━━━ Input data

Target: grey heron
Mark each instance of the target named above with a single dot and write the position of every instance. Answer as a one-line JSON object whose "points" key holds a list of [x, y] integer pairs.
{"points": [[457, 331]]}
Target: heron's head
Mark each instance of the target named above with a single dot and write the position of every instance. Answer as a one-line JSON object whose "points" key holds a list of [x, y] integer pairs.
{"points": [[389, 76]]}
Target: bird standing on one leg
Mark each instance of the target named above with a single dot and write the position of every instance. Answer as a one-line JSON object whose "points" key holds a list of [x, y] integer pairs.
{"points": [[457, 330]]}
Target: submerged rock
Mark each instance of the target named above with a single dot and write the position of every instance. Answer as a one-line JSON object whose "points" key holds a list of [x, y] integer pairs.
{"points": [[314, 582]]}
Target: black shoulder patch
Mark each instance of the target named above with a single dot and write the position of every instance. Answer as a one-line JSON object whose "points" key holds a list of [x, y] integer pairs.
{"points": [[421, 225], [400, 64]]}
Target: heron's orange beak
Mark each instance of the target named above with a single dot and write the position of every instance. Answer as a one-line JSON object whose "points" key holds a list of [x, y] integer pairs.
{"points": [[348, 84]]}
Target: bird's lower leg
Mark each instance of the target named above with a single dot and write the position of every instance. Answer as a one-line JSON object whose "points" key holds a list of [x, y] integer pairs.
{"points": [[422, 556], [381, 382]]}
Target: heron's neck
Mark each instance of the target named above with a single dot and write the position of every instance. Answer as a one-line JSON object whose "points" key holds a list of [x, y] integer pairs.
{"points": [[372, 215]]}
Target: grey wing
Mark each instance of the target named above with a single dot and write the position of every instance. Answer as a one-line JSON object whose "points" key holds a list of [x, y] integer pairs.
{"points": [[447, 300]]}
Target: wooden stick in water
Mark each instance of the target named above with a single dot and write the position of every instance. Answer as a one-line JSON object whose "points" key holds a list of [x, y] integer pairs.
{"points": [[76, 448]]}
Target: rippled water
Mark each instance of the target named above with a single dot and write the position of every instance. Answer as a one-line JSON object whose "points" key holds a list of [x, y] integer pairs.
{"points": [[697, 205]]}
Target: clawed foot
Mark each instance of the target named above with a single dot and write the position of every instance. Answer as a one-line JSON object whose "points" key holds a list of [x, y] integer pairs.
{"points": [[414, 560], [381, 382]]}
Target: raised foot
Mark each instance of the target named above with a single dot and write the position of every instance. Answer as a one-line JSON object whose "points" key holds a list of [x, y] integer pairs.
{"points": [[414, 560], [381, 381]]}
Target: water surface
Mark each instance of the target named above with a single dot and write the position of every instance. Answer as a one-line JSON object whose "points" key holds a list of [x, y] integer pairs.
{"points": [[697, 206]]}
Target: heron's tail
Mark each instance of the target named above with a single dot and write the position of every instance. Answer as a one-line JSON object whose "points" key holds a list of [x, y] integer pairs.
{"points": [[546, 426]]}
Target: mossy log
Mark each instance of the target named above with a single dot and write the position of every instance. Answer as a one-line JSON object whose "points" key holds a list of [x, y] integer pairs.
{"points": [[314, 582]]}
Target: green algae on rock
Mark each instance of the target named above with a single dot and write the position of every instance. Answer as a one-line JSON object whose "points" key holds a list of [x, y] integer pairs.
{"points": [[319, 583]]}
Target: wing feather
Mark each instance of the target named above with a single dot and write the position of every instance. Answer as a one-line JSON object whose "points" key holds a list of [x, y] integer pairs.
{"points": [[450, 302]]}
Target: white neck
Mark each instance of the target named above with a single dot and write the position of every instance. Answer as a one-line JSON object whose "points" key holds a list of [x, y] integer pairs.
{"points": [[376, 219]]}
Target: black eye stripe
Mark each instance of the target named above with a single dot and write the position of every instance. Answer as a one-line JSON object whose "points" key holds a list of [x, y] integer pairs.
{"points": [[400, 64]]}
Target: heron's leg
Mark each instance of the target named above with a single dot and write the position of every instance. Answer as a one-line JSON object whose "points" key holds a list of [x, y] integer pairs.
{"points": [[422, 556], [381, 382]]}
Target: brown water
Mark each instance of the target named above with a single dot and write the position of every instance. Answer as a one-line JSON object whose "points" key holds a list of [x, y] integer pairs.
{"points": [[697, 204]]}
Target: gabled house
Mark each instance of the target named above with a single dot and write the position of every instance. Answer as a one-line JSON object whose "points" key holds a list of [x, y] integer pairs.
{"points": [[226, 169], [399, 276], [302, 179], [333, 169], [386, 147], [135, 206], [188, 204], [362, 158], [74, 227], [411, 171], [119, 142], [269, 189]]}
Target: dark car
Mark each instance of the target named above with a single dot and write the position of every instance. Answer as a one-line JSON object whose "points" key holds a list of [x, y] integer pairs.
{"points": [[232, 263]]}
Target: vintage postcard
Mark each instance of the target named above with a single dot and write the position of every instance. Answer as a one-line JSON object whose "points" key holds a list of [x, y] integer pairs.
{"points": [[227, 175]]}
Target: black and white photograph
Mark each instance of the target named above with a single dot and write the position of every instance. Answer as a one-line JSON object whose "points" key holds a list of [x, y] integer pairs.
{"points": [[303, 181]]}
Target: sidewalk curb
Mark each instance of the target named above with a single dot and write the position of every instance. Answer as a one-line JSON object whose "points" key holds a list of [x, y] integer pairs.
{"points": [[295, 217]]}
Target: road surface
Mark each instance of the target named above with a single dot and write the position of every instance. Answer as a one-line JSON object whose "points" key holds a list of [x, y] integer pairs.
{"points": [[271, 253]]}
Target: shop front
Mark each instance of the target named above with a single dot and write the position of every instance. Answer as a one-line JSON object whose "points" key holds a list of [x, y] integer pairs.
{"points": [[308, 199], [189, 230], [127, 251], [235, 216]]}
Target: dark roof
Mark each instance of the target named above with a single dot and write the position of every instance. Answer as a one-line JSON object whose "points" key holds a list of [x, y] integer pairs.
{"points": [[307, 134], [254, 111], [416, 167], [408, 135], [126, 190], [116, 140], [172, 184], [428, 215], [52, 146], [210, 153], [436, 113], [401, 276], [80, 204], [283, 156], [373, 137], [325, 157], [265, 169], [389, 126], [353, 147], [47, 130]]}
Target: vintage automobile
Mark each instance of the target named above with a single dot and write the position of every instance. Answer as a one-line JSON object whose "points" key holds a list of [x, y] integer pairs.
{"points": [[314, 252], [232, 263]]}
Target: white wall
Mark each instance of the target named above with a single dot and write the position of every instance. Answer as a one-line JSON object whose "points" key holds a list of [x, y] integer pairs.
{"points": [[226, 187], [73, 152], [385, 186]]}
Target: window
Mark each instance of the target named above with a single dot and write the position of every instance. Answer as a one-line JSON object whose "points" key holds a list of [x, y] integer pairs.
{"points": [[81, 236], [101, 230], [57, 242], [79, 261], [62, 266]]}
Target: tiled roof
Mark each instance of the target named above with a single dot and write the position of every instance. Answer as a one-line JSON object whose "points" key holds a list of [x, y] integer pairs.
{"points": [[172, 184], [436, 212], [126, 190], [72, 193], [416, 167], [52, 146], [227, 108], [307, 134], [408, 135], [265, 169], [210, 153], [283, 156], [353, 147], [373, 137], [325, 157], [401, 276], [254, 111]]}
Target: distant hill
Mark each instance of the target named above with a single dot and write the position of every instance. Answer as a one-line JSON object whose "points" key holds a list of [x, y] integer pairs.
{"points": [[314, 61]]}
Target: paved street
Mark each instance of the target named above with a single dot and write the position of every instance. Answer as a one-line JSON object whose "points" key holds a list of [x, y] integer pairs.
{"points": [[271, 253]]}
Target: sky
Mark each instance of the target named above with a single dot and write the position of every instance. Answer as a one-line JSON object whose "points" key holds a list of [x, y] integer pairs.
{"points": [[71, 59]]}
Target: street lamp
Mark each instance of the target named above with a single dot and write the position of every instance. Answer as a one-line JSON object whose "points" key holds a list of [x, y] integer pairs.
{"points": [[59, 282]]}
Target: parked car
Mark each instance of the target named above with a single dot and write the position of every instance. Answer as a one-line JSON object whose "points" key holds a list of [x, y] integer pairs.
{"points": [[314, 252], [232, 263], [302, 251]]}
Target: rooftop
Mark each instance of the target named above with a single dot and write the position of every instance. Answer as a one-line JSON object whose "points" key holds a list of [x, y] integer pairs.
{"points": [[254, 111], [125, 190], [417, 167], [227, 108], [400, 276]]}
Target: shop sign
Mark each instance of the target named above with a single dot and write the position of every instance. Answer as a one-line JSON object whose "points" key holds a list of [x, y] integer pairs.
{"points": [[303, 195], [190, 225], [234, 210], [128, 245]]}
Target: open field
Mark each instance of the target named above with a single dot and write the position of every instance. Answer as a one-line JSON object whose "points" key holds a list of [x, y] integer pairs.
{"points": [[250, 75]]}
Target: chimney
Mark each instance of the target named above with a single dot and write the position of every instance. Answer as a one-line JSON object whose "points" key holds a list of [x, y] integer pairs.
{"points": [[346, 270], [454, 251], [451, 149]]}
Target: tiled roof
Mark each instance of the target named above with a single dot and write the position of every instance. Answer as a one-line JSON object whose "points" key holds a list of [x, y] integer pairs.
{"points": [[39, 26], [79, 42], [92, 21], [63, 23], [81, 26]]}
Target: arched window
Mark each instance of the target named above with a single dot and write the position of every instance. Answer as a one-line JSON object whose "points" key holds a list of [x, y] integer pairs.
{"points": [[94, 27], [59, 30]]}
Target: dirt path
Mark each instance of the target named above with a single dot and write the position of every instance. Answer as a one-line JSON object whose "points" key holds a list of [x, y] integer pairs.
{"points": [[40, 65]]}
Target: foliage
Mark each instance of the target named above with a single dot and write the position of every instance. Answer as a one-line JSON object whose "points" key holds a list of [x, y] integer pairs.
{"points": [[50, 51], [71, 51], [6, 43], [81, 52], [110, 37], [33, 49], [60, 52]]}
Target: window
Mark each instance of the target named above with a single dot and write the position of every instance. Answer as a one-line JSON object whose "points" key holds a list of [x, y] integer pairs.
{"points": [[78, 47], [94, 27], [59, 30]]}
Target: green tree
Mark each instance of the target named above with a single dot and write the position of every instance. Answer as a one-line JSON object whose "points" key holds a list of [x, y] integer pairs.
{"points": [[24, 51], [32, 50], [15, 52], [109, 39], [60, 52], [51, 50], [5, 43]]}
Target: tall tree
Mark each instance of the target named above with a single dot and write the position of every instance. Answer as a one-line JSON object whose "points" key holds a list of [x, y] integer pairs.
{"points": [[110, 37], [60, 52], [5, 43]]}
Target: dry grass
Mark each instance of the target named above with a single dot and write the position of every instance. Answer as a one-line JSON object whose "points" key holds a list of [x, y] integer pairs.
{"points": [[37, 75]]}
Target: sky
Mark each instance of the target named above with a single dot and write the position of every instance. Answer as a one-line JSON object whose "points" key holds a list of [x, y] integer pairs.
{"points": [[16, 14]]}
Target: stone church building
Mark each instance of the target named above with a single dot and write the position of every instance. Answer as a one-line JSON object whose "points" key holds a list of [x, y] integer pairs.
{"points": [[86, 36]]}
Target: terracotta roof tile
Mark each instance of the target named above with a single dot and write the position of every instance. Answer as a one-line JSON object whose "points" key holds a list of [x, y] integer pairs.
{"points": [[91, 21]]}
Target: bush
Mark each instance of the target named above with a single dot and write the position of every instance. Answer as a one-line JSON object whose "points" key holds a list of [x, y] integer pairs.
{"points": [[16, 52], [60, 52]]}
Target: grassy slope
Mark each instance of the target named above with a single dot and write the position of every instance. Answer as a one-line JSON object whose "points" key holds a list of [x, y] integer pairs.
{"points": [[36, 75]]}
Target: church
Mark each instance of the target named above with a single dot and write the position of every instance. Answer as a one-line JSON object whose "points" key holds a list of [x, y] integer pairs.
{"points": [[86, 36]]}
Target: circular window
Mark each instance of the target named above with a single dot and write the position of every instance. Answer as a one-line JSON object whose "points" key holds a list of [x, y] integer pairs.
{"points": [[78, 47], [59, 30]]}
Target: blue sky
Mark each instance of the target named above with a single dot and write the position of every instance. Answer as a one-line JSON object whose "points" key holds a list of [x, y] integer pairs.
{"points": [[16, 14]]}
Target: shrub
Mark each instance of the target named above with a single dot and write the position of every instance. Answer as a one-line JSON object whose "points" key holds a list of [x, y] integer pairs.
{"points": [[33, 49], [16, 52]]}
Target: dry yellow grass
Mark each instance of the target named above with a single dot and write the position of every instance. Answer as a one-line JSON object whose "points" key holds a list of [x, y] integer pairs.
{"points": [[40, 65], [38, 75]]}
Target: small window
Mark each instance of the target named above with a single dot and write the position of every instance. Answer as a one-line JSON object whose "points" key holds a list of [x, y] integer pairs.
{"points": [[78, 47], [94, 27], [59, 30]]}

━━━━━━

Only the lines from the one that contains "Target: dry yellow grass" to the end of the data should be output, exactly as they appear.

Target: dry yellow grass
Mark each instance of the target named above with a single dot and write the position of every instance. Answer as a one-line JSON object whose "points" key holds a list of [x, y] integer pairs.
{"points": [[40, 65], [38, 75]]}
Target: small window
Mark each instance of the target named above with a single dot and write the position of every instance. Answer as a one-line JSON object whose "points" key holds a list of [x, y] integer pairs.
{"points": [[78, 47], [94, 27], [59, 30]]}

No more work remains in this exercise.